***** Document segment *****
COMPUTER SIMULATION RESULTS

A computer simulation of some of the network features previously described has been made on an IBM 7090. Networks with an excess of elements and with only positive interconnecting weights were used. However, in place of the variable bias method, a simple choice of the element of sum closest to, and on the wrong side of, zero was made without regard to the effectiveness of the element in correcting the final output. No fatigue factors were used.

The results of these simulations are very encouraging, but at the same time indicate the need for the more sophisticated methods. No attempt will be made here to describe the results completely.

In one series of learning experiments, a 22-element network was used which had three layers, 10 elements on the first, 11 on the second, and 1 on the third. The single element on the third was the final output, and was a fixed majority function of the 11 elements in the second layer. These in turn each received inputs from each of the 10 on the first layer and from each of the 6 basic inputs. The 10 on the first layer each received only the 6 basic inputs. A set of four logical functions, A, B, C, and D, was used. Function A was actually a linear threshold function which could be generated by the weights 8, 7, 6, 5, 4, 3, 2, functions B and C were chosen by randomly filling in a truth table, while D was the parity function.
***** Task inputs *****
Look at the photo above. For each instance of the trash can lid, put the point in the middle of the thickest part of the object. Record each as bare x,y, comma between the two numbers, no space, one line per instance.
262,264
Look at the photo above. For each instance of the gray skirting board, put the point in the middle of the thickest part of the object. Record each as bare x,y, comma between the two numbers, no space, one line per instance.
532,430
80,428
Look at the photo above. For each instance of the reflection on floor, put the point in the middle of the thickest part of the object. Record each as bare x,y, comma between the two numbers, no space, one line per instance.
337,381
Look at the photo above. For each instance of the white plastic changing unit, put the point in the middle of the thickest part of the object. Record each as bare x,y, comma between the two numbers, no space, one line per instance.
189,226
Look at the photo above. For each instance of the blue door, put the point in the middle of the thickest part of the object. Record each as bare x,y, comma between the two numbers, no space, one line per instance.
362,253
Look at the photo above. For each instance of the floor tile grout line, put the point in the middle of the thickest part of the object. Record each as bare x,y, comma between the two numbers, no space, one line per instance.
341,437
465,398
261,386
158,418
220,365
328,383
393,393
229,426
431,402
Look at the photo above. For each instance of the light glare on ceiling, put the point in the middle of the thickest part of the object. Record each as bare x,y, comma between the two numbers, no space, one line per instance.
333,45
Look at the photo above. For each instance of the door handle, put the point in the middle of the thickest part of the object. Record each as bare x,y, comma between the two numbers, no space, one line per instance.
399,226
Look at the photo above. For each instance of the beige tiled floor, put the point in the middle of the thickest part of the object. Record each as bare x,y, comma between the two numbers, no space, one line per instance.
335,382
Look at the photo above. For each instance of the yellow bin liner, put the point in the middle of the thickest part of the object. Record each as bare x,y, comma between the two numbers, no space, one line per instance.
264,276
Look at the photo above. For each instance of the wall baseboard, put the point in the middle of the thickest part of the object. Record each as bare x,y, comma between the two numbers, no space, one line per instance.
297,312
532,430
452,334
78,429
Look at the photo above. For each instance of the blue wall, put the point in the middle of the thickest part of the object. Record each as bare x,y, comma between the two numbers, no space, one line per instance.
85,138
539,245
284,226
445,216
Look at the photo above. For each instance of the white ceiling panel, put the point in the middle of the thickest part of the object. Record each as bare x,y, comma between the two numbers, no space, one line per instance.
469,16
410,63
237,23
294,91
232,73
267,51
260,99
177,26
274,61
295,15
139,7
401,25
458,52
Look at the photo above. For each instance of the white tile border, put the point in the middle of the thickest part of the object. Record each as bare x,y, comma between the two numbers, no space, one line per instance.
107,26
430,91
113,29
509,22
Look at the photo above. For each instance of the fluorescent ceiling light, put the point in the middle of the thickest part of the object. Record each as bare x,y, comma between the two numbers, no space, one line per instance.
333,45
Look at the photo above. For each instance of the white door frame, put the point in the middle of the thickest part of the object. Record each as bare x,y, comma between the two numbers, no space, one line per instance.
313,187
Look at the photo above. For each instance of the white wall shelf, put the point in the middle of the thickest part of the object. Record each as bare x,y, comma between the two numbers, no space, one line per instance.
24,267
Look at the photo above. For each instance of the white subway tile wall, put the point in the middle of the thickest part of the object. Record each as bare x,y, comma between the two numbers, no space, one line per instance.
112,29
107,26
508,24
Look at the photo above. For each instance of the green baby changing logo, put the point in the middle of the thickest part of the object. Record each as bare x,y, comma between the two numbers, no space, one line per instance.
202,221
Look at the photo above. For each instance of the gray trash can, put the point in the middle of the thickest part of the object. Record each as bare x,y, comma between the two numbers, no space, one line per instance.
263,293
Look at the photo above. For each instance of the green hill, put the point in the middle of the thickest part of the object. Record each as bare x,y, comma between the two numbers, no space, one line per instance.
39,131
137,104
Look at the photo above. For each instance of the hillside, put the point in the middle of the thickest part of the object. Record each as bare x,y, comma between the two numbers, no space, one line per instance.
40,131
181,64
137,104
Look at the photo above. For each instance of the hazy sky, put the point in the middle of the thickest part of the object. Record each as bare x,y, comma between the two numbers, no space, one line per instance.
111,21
*****
| What to work on |
1. In the rows, rewrite the part that opens with the line containing "the white subway" and runs through the last row, replacing "thickest part" with "widest part" and leaving everything else unchanged.
2. Continue the passage on the computer simulation of learning networks from where it stops.
The passage on the network simulation and the rows are separate, unrelated material.

| Task-by-task results |
1.
Look at the photo above. For each instance of the white subway tile wall, put the point in the middle of the widest part of the object. Record each as bare x,y, comma between the two numbers, no space, one line per instance.
112,29
107,26
508,24
Look at the photo above. For each instance of the green baby changing logo, put the point in the middle of the widest part of the object. Record each as bare x,y, comma between the two numbers, no space, one line per instance.
202,221
Look at the photo above. For each instance of the gray trash can, put the point in the middle of the widest part of the object. Record each as bare x,y, comma between the two numbers, no space, one line per instance.
263,293
Look at the photo above. For each instance of the green hill, put the point in the middle of the widest part of the object. Record each as bare x,y, comma between the two numbers, no space, one line per instance.
39,131
137,104
Look at the photo above. For each instance of the hillside, put the point in the middle of the widest part of the object. Record each as bare x,y, comma between the two numbers, no space, one line per instance.
40,131
181,64
137,104
Look at the photo above. For each instance of the hazy sky, put the point in the middle of the widest part of the object. Record each as bare x,y, comma between the two numbers, no space, one line per instance.
111,21

2.
TABLE I
ABCD
 r  e  r  e r  e r  e
5 54 8 100 11 101 4 52
4 37 9 85 4 60 5 62
4 44 6 72 9 85 6 56

Table I gives the results of one series of runs with these functions and this network, starting with various random initial weights. The quantity, r, is the number of complete passes through the 64-entry truth table before the function was completely learned, while e is the total number of errors made. In evaluating the results it should be noted that an ideal learning device would make an average of 32 errors altogether on each run. The totals recorded in these runs are agreeably close to this ideal. As expected, the linear threshold function is the easiest to learn, but it is surprising that the parity function was substantially easier than the two randomly chosen functions. [Table II] gives a chastening result of the same experiment with all interconnecting weights removed except that the final element is a fixed majority function of the other 21 elements. Thus there was adaptation on one layer only. As can be seen [Table I] is hardly better than [Table II] so that the value of variable interconnecting weights was not being fully realized. In a later experiment the number of elements was reduced to 12 elements and the same functions used. In this case the presence of extra interconnecting weights actually proved to be a hindrance! However a close examination of the incrementing process brought out the fact that the troublesome behavior was due to the greater chance of having only a few (often only one) elements do nearly all the incrementing. It is expected that the use of the additional refinements discussed herein will produce a considerable improvement in bringing out the full power of adaptation in multiple layers of a network.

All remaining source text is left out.